• Recorded data:

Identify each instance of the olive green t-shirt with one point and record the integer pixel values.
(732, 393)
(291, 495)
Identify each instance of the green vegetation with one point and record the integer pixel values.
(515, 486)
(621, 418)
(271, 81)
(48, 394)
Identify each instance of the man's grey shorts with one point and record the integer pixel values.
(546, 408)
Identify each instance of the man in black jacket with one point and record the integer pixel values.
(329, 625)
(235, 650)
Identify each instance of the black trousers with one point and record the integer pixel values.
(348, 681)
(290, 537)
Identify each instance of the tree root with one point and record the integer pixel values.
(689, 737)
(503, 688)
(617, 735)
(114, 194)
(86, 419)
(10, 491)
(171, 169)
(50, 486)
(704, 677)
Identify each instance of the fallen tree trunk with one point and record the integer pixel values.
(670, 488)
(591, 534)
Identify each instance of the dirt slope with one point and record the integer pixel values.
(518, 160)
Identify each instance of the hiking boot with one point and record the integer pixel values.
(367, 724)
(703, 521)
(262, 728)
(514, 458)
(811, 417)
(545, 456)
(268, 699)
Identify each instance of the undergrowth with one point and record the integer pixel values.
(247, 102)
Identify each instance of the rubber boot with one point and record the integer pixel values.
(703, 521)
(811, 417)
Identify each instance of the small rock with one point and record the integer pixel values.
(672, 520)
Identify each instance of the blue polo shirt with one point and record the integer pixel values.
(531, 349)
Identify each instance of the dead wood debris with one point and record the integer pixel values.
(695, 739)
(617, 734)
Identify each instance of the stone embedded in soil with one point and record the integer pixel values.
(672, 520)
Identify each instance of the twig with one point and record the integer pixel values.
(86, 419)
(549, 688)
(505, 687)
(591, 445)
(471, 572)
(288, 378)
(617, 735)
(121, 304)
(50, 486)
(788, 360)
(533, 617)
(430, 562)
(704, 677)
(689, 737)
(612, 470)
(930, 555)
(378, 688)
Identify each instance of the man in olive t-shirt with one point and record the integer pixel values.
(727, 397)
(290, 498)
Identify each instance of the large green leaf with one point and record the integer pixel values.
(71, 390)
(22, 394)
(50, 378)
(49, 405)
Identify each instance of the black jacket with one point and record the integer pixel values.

• Stated exercise: Please update the items from the line with "Identify each instance of the man in olive" through the end of the items, replacing "large green leaf" with "broad green leaf" and leaving everything else unchanged. Return only those lines.

• Written solution:
Identify each instance of the man in olive t-shirt with one point and record the integer pixel values.
(727, 397)
(290, 498)
Identify each instance of the broad green leaf with one point and record the integer pixel values.
(71, 390)
(22, 394)
(50, 378)
(49, 405)
Identify each instance of the black jacket with one point and record the integer pixel values.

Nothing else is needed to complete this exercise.